### Exercise
Recast every line of the records below as a Markdown table with the columns Row and Line, numbering each row and skipping blank lines. Leave the pictures out of the table.

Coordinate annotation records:
________________

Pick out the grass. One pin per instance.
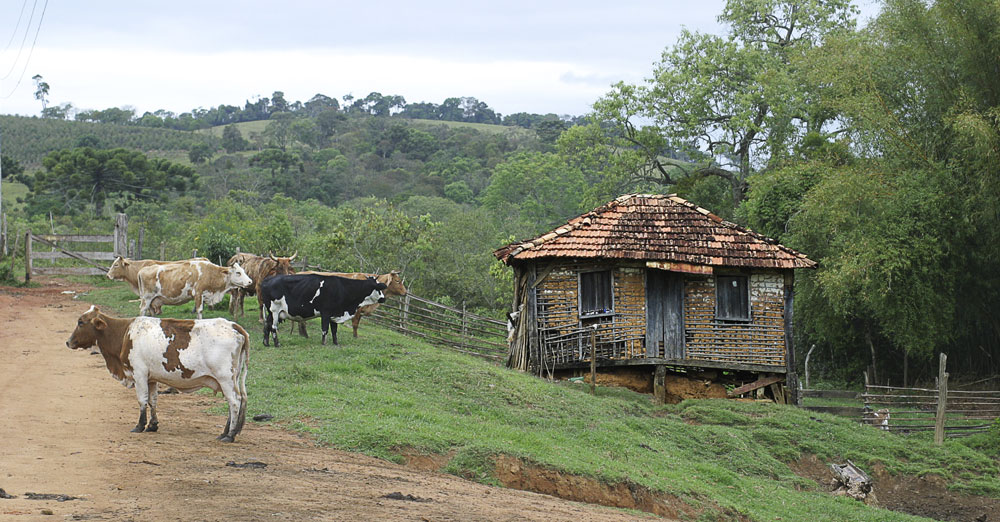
(383, 393)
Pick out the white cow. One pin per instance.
(183, 353)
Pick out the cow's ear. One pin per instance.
(99, 323)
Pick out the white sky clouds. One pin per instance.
(529, 56)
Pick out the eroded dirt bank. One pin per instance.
(64, 429)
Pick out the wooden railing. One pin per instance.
(445, 326)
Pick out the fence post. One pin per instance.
(27, 256)
(138, 252)
(3, 235)
(593, 360)
(121, 235)
(942, 400)
(465, 335)
(406, 311)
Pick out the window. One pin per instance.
(732, 299)
(596, 293)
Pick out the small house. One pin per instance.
(658, 287)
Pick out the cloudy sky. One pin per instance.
(533, 56)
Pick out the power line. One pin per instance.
(20, 17)
(31, 51)
(13, 64)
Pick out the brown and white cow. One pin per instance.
(125, 269)
(177, 283)
(394, 287)
(183, 353)
(258, 268)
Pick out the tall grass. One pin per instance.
(384, 393)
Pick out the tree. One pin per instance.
(200, 153)
(543, 186)
(232, 139)
(76, 179)
(41, 90)
(734, 103)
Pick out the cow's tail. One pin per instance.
(241, 386)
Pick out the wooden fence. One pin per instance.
(951, 413)
(444, 326)
(102, 248)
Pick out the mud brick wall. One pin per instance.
(619, 336)
(759, 341)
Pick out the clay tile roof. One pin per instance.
(650, 227)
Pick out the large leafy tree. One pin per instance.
(86, 178)
(906, 235)
(724, 106)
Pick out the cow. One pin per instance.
(303, 296)
(258, 268)
(177, 283)
(125, 269)
(394, 287)
(186, 354)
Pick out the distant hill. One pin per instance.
(28, 140)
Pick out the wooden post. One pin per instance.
(942, 400)
(406, 311)
(660, 384)
(593, 361)
(121, 235)
(27, 256)
(138, 252)
(3, 235)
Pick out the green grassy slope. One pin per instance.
(383, 392)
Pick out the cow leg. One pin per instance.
(235, 408)
(153, 424)
(302, 329)
(325, 319)
(142, 394)
(354, 323)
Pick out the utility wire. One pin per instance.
(31, 51)
(20, 17)
(27, 29)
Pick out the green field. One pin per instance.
(11, 191)
(245, 128)
(384, 393)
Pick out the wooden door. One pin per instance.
(664, 314)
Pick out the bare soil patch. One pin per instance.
(923, 496)
(64, 427)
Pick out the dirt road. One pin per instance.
(64, 429)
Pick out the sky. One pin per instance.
(536, 56)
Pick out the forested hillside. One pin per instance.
(873, 150)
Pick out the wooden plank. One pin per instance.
(67, 270)
(942, 400)
(80, 238)
(759, 383)
(831, 394)
(842, 411)
(71, 254)
(107, 256)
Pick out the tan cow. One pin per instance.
(125, 269)
(258, 268)
(202, 281)
(185, 354)
(394, 287)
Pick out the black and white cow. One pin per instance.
(303, 296)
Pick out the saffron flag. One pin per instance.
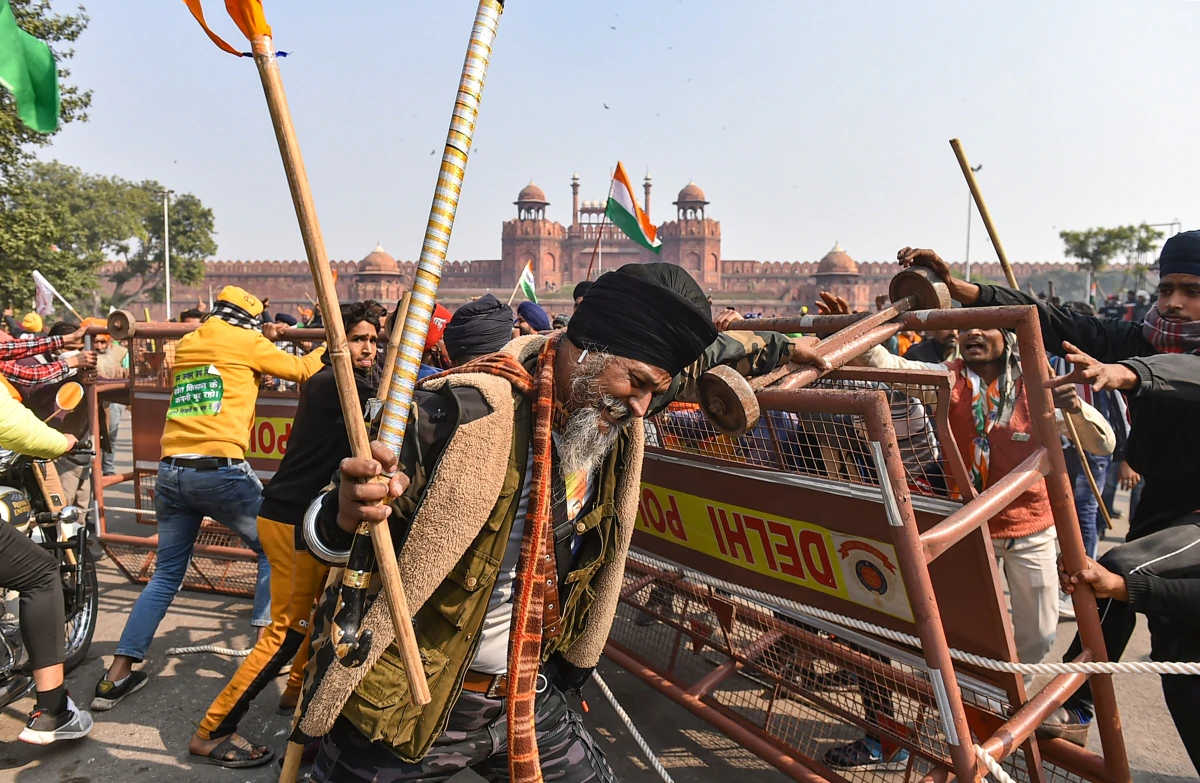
(28, 71)
(527, 282)
(247, 15)
(627, 215)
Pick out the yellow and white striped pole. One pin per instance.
(437, 229)
(351, 643)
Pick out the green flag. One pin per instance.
(27, 69)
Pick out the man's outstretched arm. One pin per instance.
(1104, 339)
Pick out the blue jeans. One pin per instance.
(1087, 507)
(1110, 489)
(183, 497)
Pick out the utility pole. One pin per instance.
(166, 245)
(966, 263)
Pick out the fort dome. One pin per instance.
(532, 195)
(378, 259)
(691, 193)
(837, 262)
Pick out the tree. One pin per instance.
(191, 243)
(55, 29)
(1096, 247)
(63, 222)
(66, 222)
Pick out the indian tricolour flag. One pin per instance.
(527, 284)
(625, 214)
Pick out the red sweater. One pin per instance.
(1011, 443)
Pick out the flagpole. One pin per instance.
(604, 222)
(339, 350)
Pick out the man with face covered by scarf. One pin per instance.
(990, 419)
(1156, 365)
(513, 508)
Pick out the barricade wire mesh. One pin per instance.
(804, 686)
(831, 446)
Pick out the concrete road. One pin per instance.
(145, 737)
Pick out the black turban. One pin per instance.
(652, 312)
(477, 328)
(1181, 253)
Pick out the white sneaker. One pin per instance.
(43, 728)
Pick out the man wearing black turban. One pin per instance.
(478, 328)
(467, 492)
(652, 312)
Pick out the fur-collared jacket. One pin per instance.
(467, 464)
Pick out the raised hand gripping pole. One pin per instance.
(352, 643)
(339, 350)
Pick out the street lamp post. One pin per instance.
(966, 263)
(166, 245)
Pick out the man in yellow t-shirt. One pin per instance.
(203, 470)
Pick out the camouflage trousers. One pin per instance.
(475, 737)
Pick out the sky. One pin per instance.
(805, 123)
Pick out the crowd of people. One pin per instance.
(511, 506)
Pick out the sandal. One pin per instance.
(234, 757)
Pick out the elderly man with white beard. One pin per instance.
(511, 509)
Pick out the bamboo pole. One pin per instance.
(957, 145)
(339, 350)
(1072, 434)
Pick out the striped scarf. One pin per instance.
(535, 567)
(1171, 336)
(990, 405)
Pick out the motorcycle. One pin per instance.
(31, 501)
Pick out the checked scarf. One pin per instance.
(1171, 336)
(537, 572)
(235, 316)
(990, 405)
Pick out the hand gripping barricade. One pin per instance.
(760, 544)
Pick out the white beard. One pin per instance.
(586, 437)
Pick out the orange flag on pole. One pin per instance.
(247, 15)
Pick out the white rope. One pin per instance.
(994, 766)
(633, 730)
(1095, 667)
(214, 649)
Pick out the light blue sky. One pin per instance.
(805, 123)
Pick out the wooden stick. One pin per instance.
(957, 145)
(1072, 435)
(1087, 470)
(339, 351)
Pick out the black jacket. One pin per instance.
(1164, 410)
(317, 444)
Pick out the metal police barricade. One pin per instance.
(828, 573)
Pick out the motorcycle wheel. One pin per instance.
(81, 615)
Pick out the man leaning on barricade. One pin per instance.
(543, 438)
(1155, 363)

________________

### Correct output
| Row | Line |
|---|---|
| 1 | Pick out the grass. One pin per instance. |
| 2 | (383, 393) |
| 3 | Pick out the white cow. One pin per instance. |
| 4 | (183, 353) |
| 5 | Pick out the cow's ear. One pin per instance. |
| 6 | (99, 323) |
| 7 | Pick out the white sky clouds. One pin per instance. |
| 8 | (529, 56) |
| 9 | Pick out the eroded dirt bank. One pin per instance. |
| 10 | (64, 429) |
| 11 | Pick out the wooden railing. One pin per instance. |
| 12 | (445, 326) |
| 13 | Pick out the fence post. One pin per instance. |
| 14 | (27, 256) |
| 15 | (138, 252) |
| 16 | (3, 235) |
| 17 | (593, 360) |
| 18 | (121, 235) |
| 19 | (942, 400) |
| 20 | (465, 335) |
| 21 | (406, 311) |
| 22 | Pick out the window. One pin per instance. |
| 23 | (732, 299) |
| 24 | (596, 293) |
| 25 | Pick out the small house. One pin per instance. |
| 26 | (658, 287) |
| 27 | Pick out the cloudy sky. One pin per instance. |
| 28 | (533, 56) |
| 29 | Pick out the power line. One pin per instance. |
| 30 | (20, 17) |
| 31 | (31, 51) |
| 32 | (13, 64) |
| 33 | Pick out the brown and white cow. One pin per instance. |
| 34 | (125, 269) |
| 35 | (177, 283) |
| 36 | (394, 287) |
| 37 | (183, 353) |
| 38 | (258, 268) |
| 39 | Pick out the tall grass. One pin per instance. |
| 40 | (384, 393) |
| 41 | Pick out the tree. One pin per instance. |
| 42 | (200, 153) |
| 43 | (543, 186) |
| 44 | (232, 139) |
| 45 | (76, 179) |
| 46 | (41, 90) |
| 47 | (734, 103) |
| 48 | Pick out the cow's tail. One pin per instance. |
| 49 | (241, 386) |
| 50 | Pick out the wooden fence. One pin per instance. |
| 51 | (951, 413) |
| 52 | (444, 326) |
| 53 | (102, 248) |
| 54 | Pick out the mud brick wall. One pin per instance. |
| 55 | (619, 336) |
| 56 | (759, 341) |
| 57 | Pick out the clay tile roof. One pin per instance. |
| 58 | (650, 227) |
| 59 | Pick out the large leafy tree. One pin per instance. |
| 60 | (86, 178) |
| 61 | (906, 235) |
| 62 | (724, 106) |
| 63 | Pick out the cow. One pin per instance. |
| 64 | (303, 296) |
| 65 | (258, 268) |
| 66 | (177, 283) |
| 67 | (125, 269) |
| 68 | (394, 287) |
| 69 | (186, 354) |
| 70 | Pick out the distant hill. One pin per instance. |
| 71 | (28, 140) |
| 72 | Pick out the wooden post. One pin per instance. |
| 73 | (942, 400) |
| 74 | (406, 311) |
| 75 | (660, 384) |
| 76 | (593, 361) |
| 77 | (121, 235) |
| 78 | (27, 256) |
| 79 | (138, 252) |
| 80 | (3, 235) |
| 81 | Pick out the green grassy slope. One pin per instance. |
| 82 | (383, 392) |
| 83 | Pick out the cow leg. One pin per instance. |
| 84 | (235, 408) |
| 85 | (153, 424) |
| 86 | (302, 329) |
| 87 | (325, 319) |
| 88 | (142, 394) |
| 89 | (354, 323) |
| 90 | Pick out the utility wire. One pin per instance. |
| 91 | (31, 51) |
| 92 | (20, 17) |
| 93 | (27, 29) |
| 94 | Pick out the green field. One pin per instance. |
| 95 | (11, 191) |
| 96 | (245, 128) |
| 97 | (384, 393) |
| 98 | Pick out the wooden door. One pin per instance. |
| 99 | (664, 314) |
| 100 | Pick out the bare soil patch. One pin per instance. |
| 101 | (923, 496) |
| 102 | (64, 427) |
| 103 | Pick out the dirt road. One pin per instance. |
| 104 | (64, 429) |
| 105 | Pick out the sky. One pin per instance. |
| 106 | (536, 56) |
| 107 | Pick out the forested hillside. One pin per instance. |
| 108 | (873, 150) |
| 109 | Pick out the wooden plank. One pin per instance. |
| 110 | (67, 270) |
| 111 | (942, 400) |
| 112 | (80, 238) |
| 113 | (759, 383) |
| 114 | (831, 394) |
| 115 | (842, 411) |
| 116 | (71, 254) |
| 117 | (107, 256) |
| 118 | Pick out the tan cow. One pin per instance. |
| 119 | (125, 269) |
| 120 | (258, 268) |
| 121 | (202, 281) |
| 122 | (185, 354) |
| 123 | (394, 287) |
| 124 | Pick out the black and white cow. One pin per instance. |
| 125 | (303, 296) |
| 126 | Pick out the saffron flag. One pin per instance. |
| 127 | (28, 71) |
| 128 | (527, 282) |
| 129 | (247, 15) |
| 130 | (627, 215) |
| 131 | Pick out the yellow and white striped pole. One pin per instance. |
| 132 | (437, 229) |
| 133 | (351, 643) |
| 134 | Pick out the green flag. One pin per instance. |
| 135 | (27, 69) |
| 136 | Pick out the man's outstretched arm. One pin per instance. |
| 137 | (1104, 339) |
| 138 | Pick out the blue jeans. One pin per instance. |
| 139 | (1087, 507) |
| 140 | (1110, 489) |
| 141 | (183, 497) |
| 142 | Pick out the utility pole. One pin per instance. |
| 143 | (166, 245) |
| 144 | (966, 263) |
| 145 | Pick out the fort dome. One pin per instance. |
| 146 | (532, 195) |
| 147 | (378, 259) |
| 148 | (691, 193) |
| 149 | (837, 262) |
| 150 | Pick out the tree. One pin per instance. |
| 151 | (191, 243) |
| 152 | (55, 29) |
| 153 | (1096, 247) |
| 154 | (63, 222) |
| 155 | (66, 222) |
| 156 | Pick out the indian tricolour flag. One pin per instance. |
| 157 | (527, 284) |
| 158 | (625, 214) |
| 159 | Pick out the red sweater. One pin per instance. |
| 160 | (1011, 443) |
| 161 | Pick out the flagpole. One pin per instance. |
| 162 | (604, 222) |
| 163 | (339, 350) |
| 164 | Pick out the man with face covered by scarf. One pin per instance. |
| 165 | (990, 419) |
| 166 | (1156, 365) |
| 167 | (513, 508) |
| 168 | Pick out the barricade wire mesh. One pin per instance. |
| 169 | (804, 686) |
| 170 | (831, 446) |
| 171 | Pick out the concrete road. One pin per instance. |
| 172 | (145, 737) |
| 173 | Pick out the black turban. One pin per instance. |
| 174 | (652, 312) |
| 175 | (477, 328) |
| 176 | (1181, 253) |
| 177 | Pick out the white sneaker. One pin per instance. |
| 178 | (43, 728) |
| 179 | Pick out the man wearing black turban. One pin per instance. |
| 180 | (478, 328) |
| 181 | (467, 492) |
| 182 | (652, 312) |
| 183 | Pick out the fur-collared jacket. One pin per instance. |
| 184 | (467, 464) |
| 185 | Pick out the raised hand gripping pole. One pin per instance. |
| 186 | (352, 643) |
| 187 | (339, 350) |
| 188 | Pick out the street lamp post. One pin per instance. |
| 189 | (966, 263) |
| 190 | (166, 245) |
| 191 | Pick out the man in yellow t-shirt. One pin per instance. |
| 192 | (203, 470) |
| 193 | Pick out the camouflage trousers. One pin per instance. |
| 194 | (475, 737) |
| 195 | Pick out the sky. One pin per instance. |
| 196 | (805, 123) |
| 197 | Pick out the crowd of people. One pin per instance. |
| 198 | (511, 506) |
| 199 | Pick out the sandal. One pin per instance. |
| 200 | (234, 757) |
| 201 | Pick out the elderly man with white beard. One pin per instance. |
| 202 | (511, 509) |
| 203 | Pick out the bamboo pole. One pin per instance. |
| 204 | (957, 145) |
| 205 | (339, 350) |
| 206 | (1072, 434) |
| 207 | Pick out the striped scarf. One pin per instance. |
| 208 | (535, 567) |
| 209 | (1171, 336) |
| 210 | (990, 405) |
| 211 | Pick out the motorcycle. One pin per instance. |
| 212 | (31, 501) |
| 213 | Pick out the checked scarf. One pin per instance. |
| 214 | (1171, 336) |
| 215 | (537, 572) |
| 216 | (235, 316) |
| 217 | (990, 405) |
| 218 | Pick out the hand gripping barricade. One pin per instance. |
| 219 | (760, 544) |
| 220 | Pick out the white beard. One pin per instance. |
| 221 | (586, 437) |
| 222 | Pick out the orange flag on pole. One pin per instance. |
| 223 | (247, 15) |
| 224 | Pick out the white rope. One pin per instance. |
| 225 | (994, 766) |
| 226 | (633, 730) |
| 227 | (1095, 667) |
| 228 | (214, 649) |
| 229 | Pick out the light blue sky. One pin per instance. |
| 230 | (805, 123) |
| 231 | Pick out the wooden stick. One pin per instance. |
| 232 | (957, 145) |
| 233 | (1072, 435) |
| 234 | (1087, 470) |
| 235 | (339, 351) |
| 236 | Pick out the black jacket. One pin per instance. |
| 237 | (1164, 410) |
| 238 | (317, 444) |
| 239 | Pick out the metal police barricade. One pin per instance. |
| 240 | (828, 573) |
| 241 | Pick out the motorcycle wheel. One pin per instance. |
| 242 | (81, 615) |
| 243 | Pick out the man leaning on barricade. One pin per instance. |
| 244 | (543, 438) |
| 245 | (1155, 363) |